LE BATEAU L'"ÉCLAIR" DE BIDACHE À BAYONNE EN LABOURD AU PAYS BASQUE EN 1949 (première partie)
LE BATEAU L'"ÉCLAIR" DE BIDACHE À BAYONNE.
Pendant 51 ans, ce bateau aura marqué l'histoire de la Bidouze et de l'Adour.
DEBARCADERE DU BATEAU ECLAIR BAYONNE PAYS BASQUE D'ANTAN
D'une longueur de 21 mètres et de 4 mètres de large au maître-bau, ce petit bateau à vapeur et à
hélice avec cheminée rabattable, a été lancé, en 1893, à Langon (Gironde).
Avec une charge maximum de 10 tonnes, une jauge brute de 20 tonneaux, son tirant d'eau est de
1,25 m en charge.
Son équipage de 3 hommes (pilote, chauffeur et mécanicien) a assuré, jusqu'en septembre 1948,
avec une vitesse maximum de 8 noeuds, un service régulier entre Bayonne et Bidache ou
Peyrehorade, les jours de marché, de passagers mais aussi d'animaux.
Voici ce que rapporta à ce sujet M. André Tournier dans le Bulletin de la Société des sciences,
lettres & arts de Bayonne, en janvier 1949 :
"Le bateau l'"Eclair".
C'est avec une compréhensible tristesse que tous les vieux Bayonnais, tous les riverains de la Bidouze et de l'Adour, de Bidache jusqu'à Bayonne, ont appris, le 22 septembre 1948, que le bateau "Eclair", "Lou Bachet de Bidache" avait descendu une dernière fois le fleuve pour entrer dans un chantier de démolition.

....

> Consigne
Reproduisez mot pour mot le passage du texte sur le bateau l'« Éclair » qui commence aux mots « Avec une charge » et s'arrête après « chantier de démolition. ».

> Liste des enregistrements
....

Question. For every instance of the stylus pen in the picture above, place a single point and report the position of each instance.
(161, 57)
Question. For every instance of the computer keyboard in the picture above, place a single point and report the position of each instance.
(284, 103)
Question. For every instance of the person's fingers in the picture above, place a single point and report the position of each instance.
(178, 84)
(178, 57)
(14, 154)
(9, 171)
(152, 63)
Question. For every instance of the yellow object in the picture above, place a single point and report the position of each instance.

....

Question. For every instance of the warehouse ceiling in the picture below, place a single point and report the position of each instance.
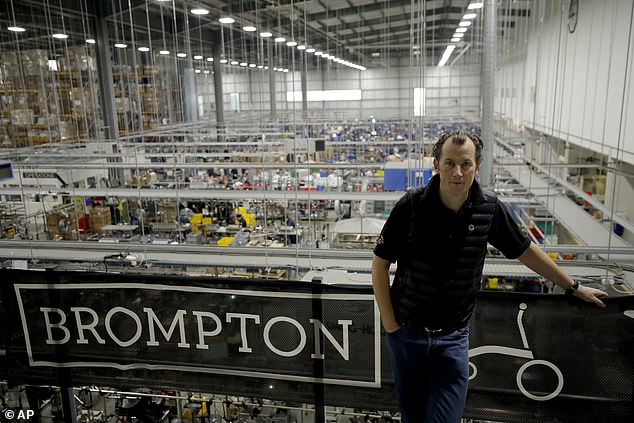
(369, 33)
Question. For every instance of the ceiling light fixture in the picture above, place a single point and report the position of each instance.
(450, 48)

....

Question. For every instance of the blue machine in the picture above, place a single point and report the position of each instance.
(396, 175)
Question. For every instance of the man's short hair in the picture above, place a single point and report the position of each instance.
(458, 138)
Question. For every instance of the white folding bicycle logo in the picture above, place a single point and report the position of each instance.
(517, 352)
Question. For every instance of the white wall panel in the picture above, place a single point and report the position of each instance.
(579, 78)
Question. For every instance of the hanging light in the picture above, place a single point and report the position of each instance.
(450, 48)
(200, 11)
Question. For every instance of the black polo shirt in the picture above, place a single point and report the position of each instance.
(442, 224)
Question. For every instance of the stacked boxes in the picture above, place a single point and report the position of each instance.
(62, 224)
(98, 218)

....

> Réponse attendue
Avec une charge maximum de 10 tonnes, une jauge brute de 20 tonneaux, son tirant d'eau est de
1,25 m en charge.
Son équipage de 3 hommes (pilote, chauffeur et mécanicien) a assuré, jusqu'en septembre 1948,
avec une vitesse maximum de 8 noeuds, un service régulier entre Bayonne et Bidache ou
Peyrehorade, les jours de marché, de passagers mais aussi d'animaux.
Voici ce que rapporta à ce sujet M. André Tournier dans le Bulletin de la Société des sciences,
lettres & arts de Bayonne, en janvier 1949 :
"Le bateau l'"Eclair".
C'est avec une compréhensible tristesse que tous les vieux Bayonnais, tous les riverains de la Bidouze et de l'Adour, de Bidache jusqu'à Bayonne, ont appris, le 22 septembre 1948, que le bateau "Eclair", "Lou Bachet de Bidache" avait descendu une dernière fois le fleuve pour entrer dans un chantier de démolition.